#### SET PROBLEM
Rewrite the rows below with every "even-odd rule" changed to "even-odd fill rule" and nothing else altered.

#### DATASET CONTENT
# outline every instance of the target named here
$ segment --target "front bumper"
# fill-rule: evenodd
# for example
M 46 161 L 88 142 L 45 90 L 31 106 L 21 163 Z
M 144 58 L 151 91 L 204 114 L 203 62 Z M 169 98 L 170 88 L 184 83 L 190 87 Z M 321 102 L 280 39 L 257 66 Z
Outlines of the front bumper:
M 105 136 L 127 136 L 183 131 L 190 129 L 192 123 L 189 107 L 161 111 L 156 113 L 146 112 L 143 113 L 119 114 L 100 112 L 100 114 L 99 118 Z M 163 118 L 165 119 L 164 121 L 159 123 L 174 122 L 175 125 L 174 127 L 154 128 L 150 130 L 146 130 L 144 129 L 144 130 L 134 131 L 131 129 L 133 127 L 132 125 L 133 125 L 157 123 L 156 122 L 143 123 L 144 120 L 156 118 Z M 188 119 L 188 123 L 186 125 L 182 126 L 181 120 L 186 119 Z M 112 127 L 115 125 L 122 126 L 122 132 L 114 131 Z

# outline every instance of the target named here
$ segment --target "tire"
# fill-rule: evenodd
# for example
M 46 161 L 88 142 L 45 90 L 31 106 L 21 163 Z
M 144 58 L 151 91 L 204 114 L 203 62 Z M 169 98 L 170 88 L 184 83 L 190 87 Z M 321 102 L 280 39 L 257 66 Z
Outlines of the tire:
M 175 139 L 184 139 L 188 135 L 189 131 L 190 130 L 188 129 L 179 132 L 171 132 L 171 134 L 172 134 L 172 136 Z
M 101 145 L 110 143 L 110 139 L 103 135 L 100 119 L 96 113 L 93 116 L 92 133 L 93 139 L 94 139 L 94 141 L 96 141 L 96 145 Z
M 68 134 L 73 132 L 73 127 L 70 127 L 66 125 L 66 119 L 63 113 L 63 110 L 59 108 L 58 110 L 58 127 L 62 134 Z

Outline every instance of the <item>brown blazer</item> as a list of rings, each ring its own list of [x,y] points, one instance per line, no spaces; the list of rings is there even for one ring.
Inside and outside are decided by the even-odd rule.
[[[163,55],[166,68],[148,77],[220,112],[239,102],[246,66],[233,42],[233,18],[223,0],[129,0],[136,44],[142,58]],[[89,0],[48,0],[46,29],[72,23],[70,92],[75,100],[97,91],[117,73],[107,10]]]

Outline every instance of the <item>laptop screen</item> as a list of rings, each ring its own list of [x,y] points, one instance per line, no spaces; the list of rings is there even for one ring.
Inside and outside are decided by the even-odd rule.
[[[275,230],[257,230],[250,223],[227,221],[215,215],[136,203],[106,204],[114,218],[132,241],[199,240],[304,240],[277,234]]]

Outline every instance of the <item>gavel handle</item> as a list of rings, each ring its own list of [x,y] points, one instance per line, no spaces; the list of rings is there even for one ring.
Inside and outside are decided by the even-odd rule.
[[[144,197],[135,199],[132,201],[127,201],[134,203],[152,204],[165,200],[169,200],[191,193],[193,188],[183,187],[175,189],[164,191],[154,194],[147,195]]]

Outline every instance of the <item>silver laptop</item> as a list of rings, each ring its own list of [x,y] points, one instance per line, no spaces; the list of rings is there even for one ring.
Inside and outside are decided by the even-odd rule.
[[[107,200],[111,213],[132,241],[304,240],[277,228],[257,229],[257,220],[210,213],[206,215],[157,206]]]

#### RESULT
# outline every instance of the target named here
$ segment --target "front bumper"
# fill-rule: evenodd
# for example
M 46 161 L 88 142 L 45 90 L 31 106 L 21 163 Z
M 144 58 L 151 91 L 204 114 L 203 62 Z M 169 98 L 170 88 L 184 83 L 190 87 Z M 321 102 L 280 39 L 257 66 Z
Outlines of the front bumper:
M 105 136 L 127 136 L 183 131 L 190 129 L 192 123 L 189 107 L 161 111 L 156 113 L 146 112 L 143 113 L 119 114 L 100 112 L 100 114 L 99 118 Z M 163 118 L 165 119 L 164 121 L 159 123 L 174 122 L 175 125 L 174 127 L 154 128 L 150 130 L 146 130 L 144 129 L 144 130 L 134 131 L 131 129 L 133 127 L 132 125 L 133 125 L 157 123 L 156 122 L 143 123 L 144 120 L 156 118 Z M 188 119 L 188 123 L 186 125 L 182 126 L 181 120 L 186 119 Z M 112 127 L 115 125 L 122 126 L 122 132 L 114 131 Z

# outline every instance of the target named here
$ segment --target "tire"
# fill-rule: evenodd
# for example
M 46 161 L 88 142 L 45 90 L 31 106 L 21 163 Z
M 144 58 L 151 91 L 204 114 L 203 62 Z M 169 98 L 170 88 L 184 83 L 190 87 Z M 321 102 L 280 39 L 257 66 Z
Outlines of the tire:
M 175 139 L 184 139 L 188 135 L 189 131 L 190 130 L 188 129 L 179 132 L 171 132 L 171 134 L 172 134 L 172 136 Z
M 101 145 L 110 143 L 110 139 L 103 135 L 100 119 L 96 113 L 93 116 L 92 133 L 93 139 L 94 139 L 94 141 L 96 141 L 96 145 Z
M 68 134 L 73 132 L 73 127 L 70 127 L 66 125 L 66 119 L 63 113 L 63 110 L 59 108 L 58 110 L 58 127 L 62 134 Z

Outline every instance of the <item>brown blazer</item> as a list of rings, each ring its own list of [x,y] points, one instance per line, no spaces; the list of rings is there even for one ring.
Inside and outside are decided by the even-odd fill rule.
[[[163,55],[166,68],[148,77],[220,112],[239,102],[246,66],[233,42],[233,18],[223,0],[129,0],[136,44],[142,58]],[[89,0],[48,0],[46,29],[72,23],[70,92],[75,100],[97,91],[117,73],[107,10]]]

Outline every instance of the <item>laptop screen</item> as a list of rings, each ring its own list of [x,y] points, one instance per line, no spaces; the list of rings is there even for one ring.
Inside and outside are decided by the even-odd fill rule.
[[[275,230],[257,230],[250,223],[227,221],[215,215],[136,203],[106,204],[114,218],[132,241],[199,240],[304,240],[277,234]]]

Outline every instance of the <item>gavel handle</item> as a list of rings, each ring its own list of [x,y] points, one instance per line, no spaces; the list of rings is there even for one ring.
Inside and outside are decided by the even-odd fill rule.
[[[144,197],[135,199],[132,201],[127,201],[134,203],[152,204],[165,200],[169,200],[191,193],[193,188],[183,187],[175,189],[164,191],[154,194],[147,195]]]

Outline every instance of the <item>silver laptop</item> as a list of rings, each ring its own list of [x,y] points, one instance per line, no spaces; the list of rings is there even for one ring.
Inside and outside are decided by the even-odd fill rule.
[[[107,200],[111,213],[132,241],[304,240],[277,228],[257,229],[257,220],[210,213],[206,215],[157,206]]]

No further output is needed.